Given entries
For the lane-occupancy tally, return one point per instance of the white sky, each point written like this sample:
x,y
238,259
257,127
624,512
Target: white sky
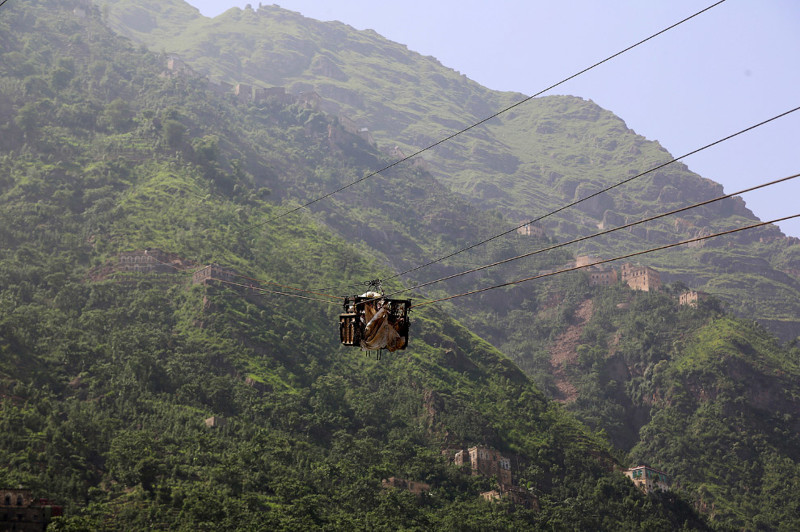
x,y
733,66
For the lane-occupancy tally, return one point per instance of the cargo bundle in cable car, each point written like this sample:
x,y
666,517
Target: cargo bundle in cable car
x,y
374,322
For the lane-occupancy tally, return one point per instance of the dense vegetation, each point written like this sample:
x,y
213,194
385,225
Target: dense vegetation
x,y
106,377
539,156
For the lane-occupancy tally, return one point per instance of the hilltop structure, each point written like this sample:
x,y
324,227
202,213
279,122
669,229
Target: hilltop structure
x,y
213,272
648,479
148,261
692,297
641,277
415,487
490,463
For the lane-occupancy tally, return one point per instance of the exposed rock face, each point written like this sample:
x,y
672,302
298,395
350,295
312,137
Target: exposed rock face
x,y
563,352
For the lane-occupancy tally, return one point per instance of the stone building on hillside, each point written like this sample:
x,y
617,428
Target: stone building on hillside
x,y
602,277
641,277
278,94
243,92
19,511
177,67
692,297
309,100
516,494
214,272
586,260
490,463
648,479
415,487
485,461
531,230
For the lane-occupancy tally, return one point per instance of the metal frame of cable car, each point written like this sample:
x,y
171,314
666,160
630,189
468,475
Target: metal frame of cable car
x,y
353,322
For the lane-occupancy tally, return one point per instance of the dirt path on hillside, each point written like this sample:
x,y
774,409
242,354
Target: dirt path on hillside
x,y
563,353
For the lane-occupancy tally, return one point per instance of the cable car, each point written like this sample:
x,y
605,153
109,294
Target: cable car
x,y
374,322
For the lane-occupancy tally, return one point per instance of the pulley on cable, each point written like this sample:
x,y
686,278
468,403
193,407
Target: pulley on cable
x,y
374,322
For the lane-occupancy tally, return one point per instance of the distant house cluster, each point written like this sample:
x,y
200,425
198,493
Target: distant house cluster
x,y
530,229
214,272
415,487
647,479
692,297
148,261
635,276
246,93
488,462
19,510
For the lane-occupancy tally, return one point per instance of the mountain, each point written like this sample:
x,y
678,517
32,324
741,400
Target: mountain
x,y
139,397
543,154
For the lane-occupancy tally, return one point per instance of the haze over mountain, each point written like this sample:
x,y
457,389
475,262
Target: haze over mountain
x,y
728,68
142,395
536,158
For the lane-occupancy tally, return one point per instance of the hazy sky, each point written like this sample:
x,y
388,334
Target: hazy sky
x,y
734,66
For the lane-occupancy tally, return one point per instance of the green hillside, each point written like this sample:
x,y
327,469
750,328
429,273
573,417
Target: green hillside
x,y
711,399
541,155
107,375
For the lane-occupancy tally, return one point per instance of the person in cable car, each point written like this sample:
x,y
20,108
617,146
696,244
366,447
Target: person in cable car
x,y
374,322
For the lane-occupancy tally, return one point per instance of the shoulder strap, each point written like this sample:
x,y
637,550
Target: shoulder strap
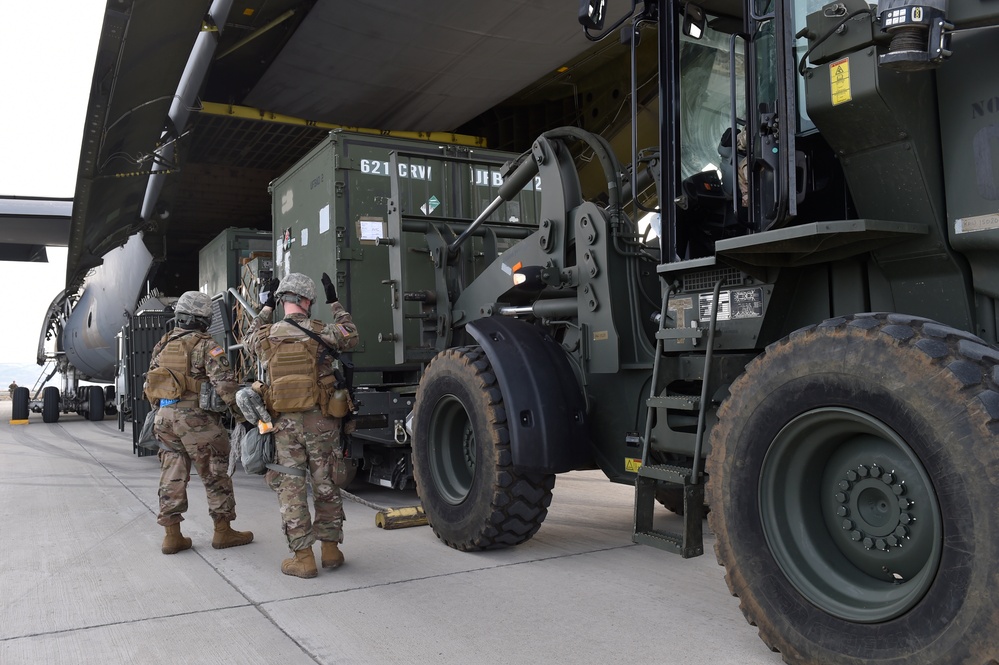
x,y
332,350
347,380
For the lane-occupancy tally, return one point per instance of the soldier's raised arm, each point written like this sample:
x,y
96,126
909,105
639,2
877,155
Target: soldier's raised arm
x,y
341,333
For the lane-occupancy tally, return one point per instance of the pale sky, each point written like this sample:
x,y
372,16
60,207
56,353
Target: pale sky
x,y
47,54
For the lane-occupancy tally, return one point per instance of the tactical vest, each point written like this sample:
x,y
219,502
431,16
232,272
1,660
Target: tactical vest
x,y
292,361
172,379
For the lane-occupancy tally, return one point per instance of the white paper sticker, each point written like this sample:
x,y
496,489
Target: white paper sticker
x,y
370,230
324,218
977,223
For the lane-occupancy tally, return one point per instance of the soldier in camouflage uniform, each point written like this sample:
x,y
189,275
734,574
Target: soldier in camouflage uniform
x,y
187,433
306,441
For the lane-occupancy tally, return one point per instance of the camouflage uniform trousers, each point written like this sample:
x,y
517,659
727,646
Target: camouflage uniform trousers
x,y
198,437
309,441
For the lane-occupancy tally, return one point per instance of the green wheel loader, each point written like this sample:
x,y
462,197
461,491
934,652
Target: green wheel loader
x,y
783,314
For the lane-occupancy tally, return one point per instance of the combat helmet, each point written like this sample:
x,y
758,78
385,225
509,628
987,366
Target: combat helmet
x,y
296,286
194,309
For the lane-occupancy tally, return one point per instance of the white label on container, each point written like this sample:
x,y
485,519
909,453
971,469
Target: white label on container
x,y
324,218
977,223
370,229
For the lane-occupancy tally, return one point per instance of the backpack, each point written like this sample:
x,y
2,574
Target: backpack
x,y
291,370
256,451
171,379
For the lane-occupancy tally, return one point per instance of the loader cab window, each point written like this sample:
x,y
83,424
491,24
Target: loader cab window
x,y
709,156
766,57
802,8
705,99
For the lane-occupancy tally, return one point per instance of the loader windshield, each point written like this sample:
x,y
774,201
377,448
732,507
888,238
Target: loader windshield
x,y
705,99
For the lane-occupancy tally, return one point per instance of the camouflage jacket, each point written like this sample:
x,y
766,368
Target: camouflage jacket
x,y
208,362
341,334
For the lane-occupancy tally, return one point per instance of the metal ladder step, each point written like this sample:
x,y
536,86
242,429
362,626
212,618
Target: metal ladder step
x,y
680,333
677,402
678,475
687,543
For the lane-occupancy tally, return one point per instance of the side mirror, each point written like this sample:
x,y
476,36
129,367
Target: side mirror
x,y
693,21
592,13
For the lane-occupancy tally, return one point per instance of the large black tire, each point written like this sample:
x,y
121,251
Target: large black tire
x,y
473,498
854,479
95,403
50,404
19,403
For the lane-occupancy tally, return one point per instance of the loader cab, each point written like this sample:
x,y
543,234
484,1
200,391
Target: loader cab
x,y
739,166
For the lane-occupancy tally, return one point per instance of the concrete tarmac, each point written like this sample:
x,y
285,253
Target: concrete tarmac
x,y
82,579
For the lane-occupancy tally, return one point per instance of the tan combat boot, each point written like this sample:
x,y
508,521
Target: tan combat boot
x,y
303,564
332,556
226,536
175,541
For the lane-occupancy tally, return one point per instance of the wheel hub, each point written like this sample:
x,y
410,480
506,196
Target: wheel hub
x,y
850,514
872,508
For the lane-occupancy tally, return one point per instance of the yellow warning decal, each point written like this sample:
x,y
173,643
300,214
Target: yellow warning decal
x,y
839,80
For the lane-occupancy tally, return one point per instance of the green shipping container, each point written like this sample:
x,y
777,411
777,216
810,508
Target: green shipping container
x,y
330,214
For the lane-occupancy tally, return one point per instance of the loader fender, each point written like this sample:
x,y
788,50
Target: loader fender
x,y
546,411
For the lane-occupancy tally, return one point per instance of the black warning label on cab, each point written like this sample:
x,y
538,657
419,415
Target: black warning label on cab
x,y
741,304
747,303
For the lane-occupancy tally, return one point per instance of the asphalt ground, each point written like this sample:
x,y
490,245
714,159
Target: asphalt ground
x,y
82,579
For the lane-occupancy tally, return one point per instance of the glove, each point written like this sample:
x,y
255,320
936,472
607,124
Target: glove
x,y
330,289
267,289
252,405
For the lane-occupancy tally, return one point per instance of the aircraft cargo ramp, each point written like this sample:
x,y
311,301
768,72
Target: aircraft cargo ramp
x,y
83,580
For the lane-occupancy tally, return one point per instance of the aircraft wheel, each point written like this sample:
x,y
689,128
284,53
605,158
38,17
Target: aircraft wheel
x,y
50,404
95,403
19,405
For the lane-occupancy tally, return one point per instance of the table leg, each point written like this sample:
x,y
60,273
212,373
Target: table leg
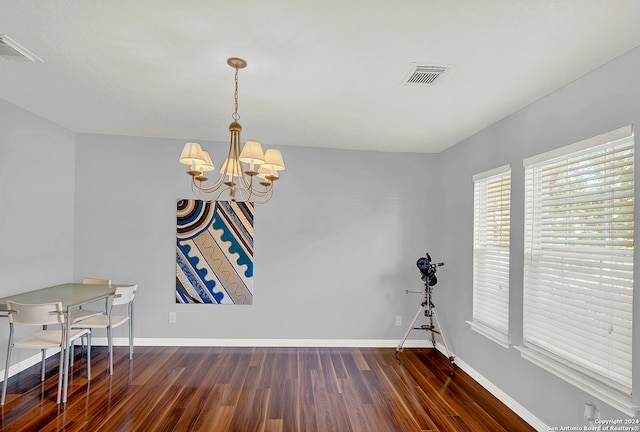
x,y
65,352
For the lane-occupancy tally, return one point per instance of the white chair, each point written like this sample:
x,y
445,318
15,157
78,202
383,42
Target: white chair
x,y
42,315
80,314
123,295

Written problem
Leave the pictures out and write out every entry exactly as given.

Answer
For the lane-occupancy tally, return one point per instance of the white sky, each point written like this sample:
x,y
238,259
257,127
624,512
Target: white sky
x,y
733,66
For the lane-occupancy tally, return one point per instance of the cargo bundle in cable car, each point written like this sample:
x,y
666,517
Target: cargo bundle in cable car
x,y
374,322
For the lane-occupancy tally, return one point per instance of the dense vegetation, each point written like this sample:
x,y
213,194
385,225
Target: dense vegetation
x,y
106,377
539,156
For the lane-occupancy tally, return one point per instance of the hilltop structure, each point written like this sample:
x,y
324,227
202,213
279,122
669,229
Target: hilltop structure
x,y
213,272
648,479
148,261
692,297
641,277
415,487
490,463
For the lane-occupancy tally, return one point per instance of the exposed rock face, each point written like this sample:
x,y
672,302
298,395
350,295
312,137
Target: exposed rock face
x,y
563,352
For the lane-occupancy tally, return one point per instance of the stone building on hillside, each point written like this sample:
x,y
617,428
Target: stone building on hillside
x,y
602,277
641,277
278,94
243,92
19,511
177,67
692,297
309,100
516,494
214,272
586,260
490,463
648,479
415,487
485,461
531,230
For the lane-occupancy tally, return one point per instance of the metal frame of cable car, each point written like this sample:
x,y
171,314
666,160
630,189
468,475
Target: metal frame of cable car
x,y
353,322
For the lane-occupancy tally, return one point per instance of the dirt path on hillside, each point written like this sample:
x,y
774,409
242,354
Target: dirt path on hillside
x,y
563,353
For the lane-occupancy tally, return one point per instance of the cable car, each point written like this sample:
x,y
605,153
109,294
Target: cable car
x,y
374,322
For the lane-occupancy tally, return one point per instance of the pulley on cable, each point written like this sample:
x,y
686,278
468,403
193,407
Target: pulley on cable
x,y
374,322
For the lane-occupancy tally, return one point per instance of the distant house cluster, each point written like this sample:
x,y
200,425
198,493
Target: distant house cluster
x,y
530,229
214,272
415,487
647,479
692,297
148,261
635,276
246,93
488,462
19,510
For the lane-occupancy tally, return one point per instance of the mountain, each point written like this sample:
x,y
678,517
32,324
741,400
Target: mountain
x,y
139,397
543,154
For the lane-occupancy tally, return one point per instance of the haze over mountain, each point written like this sample:
x,y
457,389
475,262
Target: haze over mountain
x,y
728,68
142,395
536,158
For the lane-occupancy tally, return one point per instance of the hazy sky, each point written like this sample:
x,y
388,334
Target: hazy sky
x,y
734,66
For the lane-occupancy tally, return one point per instance of the green hillside, each point written like this sample:
x,y
327,469
750,328
429,273
573,417
Target: green hillside
x,y
711,399
541,155
107,375
For the lane-occupancy tally, return one point per instance of the person in cable car, each point written like this sample:
x,y
20,108
617,146
696,244
366,447
Target: person in cable car
x,y
374,322
For the lane-occupancy tally, return one point per instance of the shoulder strap, each point written like this sample:
x,y
637,550
Target: shoulder strap
x,y
332,350
347,380
For the lane-occupancy tally, return one point per instance of the soldier's raised arm, each point written like this sample:
x,y
96,126
909,105
639,2
877,155
Target: soldier's raised arm
x,y
341,333
For the lane-occupancy tally, return one point per instance of the pale sky, each point written like this sample:
x,y
372,16
60,207
56,353
Target: pale sky
x,y
47,54
For the lane-occupancy tally, return one point per instance of the tactical vest, each point written like this sample:
x,y
219,502
431,16
232,272
1,660
Target: tactical vest
x,y
292,361
172,379
For the lane-occupancy tally, return one point per instance of the white paper sticker, each point written like this sample:
x,y
496,489
Target: white paper sticker
x,y
370,230
324,218
977,223
For the lane-occupancy tally, return one point per instance of the soldier in camouflage uniform, each point written like this sample:
x,y
189,275
734,574
Target: soldier in camouflage uniform
x,y
187,433
306,441
For the lane-occupancy tally, return one point per instance of the camouflage uniform trousers, each point written like this sample:
x,y
517,659
727,646
Target: camouflage uniform trousers
x,y
198,437
309,441
For the lane-occupancy tally, return one point per instance of the green wheel loader, each point written like this sample:
x,y
462,197
461,491
934,652
Target: green wheel loader
x,y
783,314
For the lane-occupancy tally, return one point per instance of the combat helmet, each point written like this sample:
x,y
758,78
385,225
509,628
987,366
Target: combat helmet
x,y
296,286
194,309
For the lane-occupancy tally, return one point per instance of the white label on container, each point written like this sample:
x,y
485,519
909,453
971,469
Target: white label on container
x,y
324,218
977,223
370,229
For the lane-occupancy tally, return one point per instance of the backpack, each point written like this sample:
x,y
2,574
Target: backpack
x,y
291,370
256,451
171,379
For the lane-occupancy tally, return one point per instance of the loader cab window, each point written like this sample:
x,y
83,424
491,24
Target: loader cab window
x,y
709,156
766,57
802,8
705,99
For the lane-occupancy tally, return one point per instance of the loader windshield, each point written like this sample:
x,y
774,201
377,448
732,507
888,238
Target: loader windshield
x,y
705,99
For the lane-occupancy tally, return one point per instance of the camouflage jacket, each point written like this sample:
x,y
766,368
Target: camouflage jacket
x,y
208,362
341,334
For the lane-occupancy tally, return one point per instance of the metal ladder step, each point written like this sample:
x,y
536,86
242,429
362,626
212,618
Target: metal ladder step
x,y
680,333
677,402
678,475
687,543
For the lane-occupancy tally, return one point per instance of the side mirror, each point written like this sample:
x,y
476,36
129,367
Target: side mirror
x,y
693,21
592,13
For the lane-occupancy tally, return one point per instance of the large black tire, each point written like this sample:
x,y
121,251
Target: large black tire
x,y
473,498
854,479
95,403
50,404
19,403
For the lane-occupancy tally, return one point per instance of the loader cab, each point written like this sample:
x,y
543,234
484,1
200,391
Target: loader cab
x,y
739,166
For the lane-occupancy tally, return one point per instance of the concrete tarmac, each point written like this sample:
x,y
285,253
Target: concrete tarmac
x,y
82,579
For the lane-occupancy tally, return one point per instance of the tan combat boot, each point written like this sample:
x,y
508,521
Target: tan combat boot
x,y
303,564
332,556
226,536
175,541
For the lane-occupancy tally, return one point per instance of the wheel hub, each point written like this sample:
x,y
410,480
506,196
Target: wheel hub
x,y
850,514
872,508
For the lane-occupancy tally, return one point per instance of the yellow warning decal, each point written like this sample:
x,y
173,643
300,214
Target: yellow warning decal
x,y
839,80
For the lane-occupancy tally, return one point per instance of the green shipping container, each point written like this sample:
x,y
777,411
777,216
810,508
Target: green shipping container
x,y
330,214
For the lane-occupancy tally, return one point per instance of the loader fender, each point written like this sample:
x,y
788,50
Target: loader fender
x,y
546,411
For the lane-occupancy tally, return one point per instance of the black warning label on cab, each point written like this sample:
x,y
538,657
419,415
Target: black warning label on cab
x,y
741,304
747,303
For the lane-occupancy tally, return one point per instance of the asphalt ground, each point written like this sample:
x,y
490,245
714,159
Target: asphalt ground
x,y
82,579
For the lane-occupancy tally, return one point per instance of the glove, each point written like this sample:
x,y
255,320
936,472
607,124
Target: glove
x,y
330,289
267,289
252,405
For the lane-occupancy tally, return one point per instance of the aircraft cargo ramp, each point written like this sample:
x,y
311,301
768,72
Target: aircraft cargo ramp
x,y
83,580
For the lane-occupancy tally, return one point per instance of the aircraft wheel, each point written like this sample:
x,y
689,128
284,53
605,158
38,17
Target: aircraft wheel
x,y
50,404
95,403
19,405
For the lane-occupancy tally, return one point per instance of the table leg, each point written like this sample:
x,y
60,273
212,373
Target: table leg
x,y
65,352
For the lane-occupancy tally, return one point per instance of the white chair, each point written like this sample:
x,y
445,318
15,157
78,202
383,42
Target: white chair
x,y
42,315
80,314
123,295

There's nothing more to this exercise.